-- Start EXTRACTED TEXT --

On October 21, Sports Illustrated first reported that former LSU Tiger and NFL star Odell Beckham Jr. had been banned two years from the school facilities because of an incident involving some money handed out post-victory in the NCAA Championship in January. Beckham was famously pictured handshaking LSU football players with handfuls of cash on the football field, seconds after the final whistle. As this video spread around the internet, many wondered if/when the NCAA would take action against this and over 10 months later, they finally did (sort of).

In addition to Beckham’s ban from the team facilities, LSU took it upon themselves to add additional punishments for themselves in an attempt to loosen the attention from the NCAA. Among these punishments, is the plan to cut eight current scholarships over the next two years and as well as reducing their recruiting/visiting days by 21 and banning communication with recruits for six weeks, according to the statement from LSU officials.

By enforcing these restrictions on themselves, LSU has basically stated their intent to stop the controversy right here and now, without any extra investigations from the NCAA. Why did they do this exactly? Well, these self-imposed punishments are an attempt to distract the investigations of the NCAA and they give the university the least amount of accountability as humanly possible.

According to the original communication between LSU and the NCAA when deciding the punishments, LSU believes that their violations reflect those of Level 1 in nature, the most serious of NCAA violations. However there are three different degrees of Level 1: aggravated, standard and mitigated. LSU’s self-imposed restrictions are most along the line of a mitigated Level 1 which would not include a post-season ban like the other options do, and this may be the most important aspect for LSU because it seems as though they will do anything to avoid this.

We believe these self-imposed penalties are appropriate and we will continue to coordinate and cooperate with the NCAA on this matter.”

-- End EXTRACTED TEXT --
-- Start PROVIDED MATERIAL --

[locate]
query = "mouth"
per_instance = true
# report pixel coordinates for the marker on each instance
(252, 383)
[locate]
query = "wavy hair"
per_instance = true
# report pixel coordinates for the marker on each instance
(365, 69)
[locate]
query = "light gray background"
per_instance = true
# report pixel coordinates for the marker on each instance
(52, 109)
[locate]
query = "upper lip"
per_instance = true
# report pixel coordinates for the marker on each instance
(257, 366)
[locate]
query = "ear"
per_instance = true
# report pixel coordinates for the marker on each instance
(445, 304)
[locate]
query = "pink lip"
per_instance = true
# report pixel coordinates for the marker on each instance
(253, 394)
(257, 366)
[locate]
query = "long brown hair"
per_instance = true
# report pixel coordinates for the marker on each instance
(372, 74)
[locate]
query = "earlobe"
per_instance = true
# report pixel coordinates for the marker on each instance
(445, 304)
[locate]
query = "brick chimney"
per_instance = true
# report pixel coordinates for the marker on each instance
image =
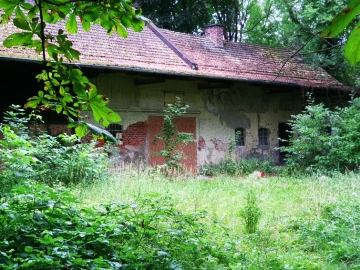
(215, 32)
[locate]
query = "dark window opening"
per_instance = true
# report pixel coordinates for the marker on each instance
(116, 130)
(240, 136)
(263, 136)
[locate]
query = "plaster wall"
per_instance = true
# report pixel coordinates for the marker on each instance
(218, 112)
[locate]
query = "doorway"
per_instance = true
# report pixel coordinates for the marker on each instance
(284, 136)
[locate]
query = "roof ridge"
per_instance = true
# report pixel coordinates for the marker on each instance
(187, 59)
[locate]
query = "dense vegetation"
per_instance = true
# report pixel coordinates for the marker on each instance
(60, 209)
(79, 216)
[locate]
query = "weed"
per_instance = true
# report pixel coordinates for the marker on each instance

-- End PROVIDED MATERIAL --

— EXERCISE INSTRUCTIONS —
**A)** Summarize the article on LSU's self-imposed penalties in two sentences.
**B)** Resume the article on LSU's self-imposed penalties from the point at which it stops.
The records are drawn from a separate source.

— RESULTS BY TASK —
**A)** Sports Illustrated reported on October 21 that Odell Beckham Jr. had been banned from LSU's facilities for two years after he was pictured handing cash to LSU players on the field following the January NCAA Championship win. LSU also imposed penalties on itself, cutting eight scholarships over two years, reducing recruiting and visiting days by 21, and banning communication with recruits for six weeks, measures the article presents as an attempt to limit NCAA scrutiny and avoid a post-season ban under a mitigated Level 1 violation.

**B)**
— Robert Munson

LSU Senior Associate Athletic Director Robert Munson said, “We believe these self-imposed penalties are appropriate and we will continue to coordinate and cooperate with the NCAA on this matter,” in the statement provided to Sports Illustrated. But is this situation really about cooperation with the NCAA or is it more about the university deflecting the blame?

The most frightening aspect about his incident is who is actually being punished through these actions made by the university. First of all, the scholarships that are set to be taken away are those of current players on the team. According to the report from Sports Illustrated, this ban shall have no effect on the amount of scholarships given to new recruits, only those that have been already awarded. Although this is not all fine and dandy, as these will most likely be the players that need these scholarships the most, not the players who even made these “violations” in the first place.

Players such as Justin Jefferson and Joe Burrow are players that have been documented in the scandal, with Jefferson being on video taking money from Beckham and Burrow admitting to taking money. However these two players are not even on the team anymore and currently play in the NFL, with no punishments whatsoever. Meanwhile, because LSU has self-imposed this punishment they will be also self-enforcing the proposed plan and can cut the eight scholarships on their own. This means that of course high profile players on scholarship will not be the ones losing scholarships, the players will be ones hanging onto roster spots and the ones deemed “expendable.”

These said players could potentially only afford to be attending LSU because of their scholarship and if they are truly “expendable,” then they more than likely do not have a future in the NFL. This means that they NEED the scholarship because they NEED the school and its classes. These players are going to a school that they can potentially not afford, with no future in the NFL so their education becomes that much more important. If these are the people being punished in the final outcome of this scandal, this entire situation is evidence that nothing has truly changed regarding the power hold the NCAA has over all other players, coaches and programs.

Pure fear of the NCAA from the side of the university is what has caused the unjust punishment of these student-athletes, and this just goes to show we are much farther from Fair Play in college sports than we first believed when the NCAA passed the Fair Pay to Play Act. Now, this legislation seems more like a smokescreen than a real attempt to change the lives of student-athletes.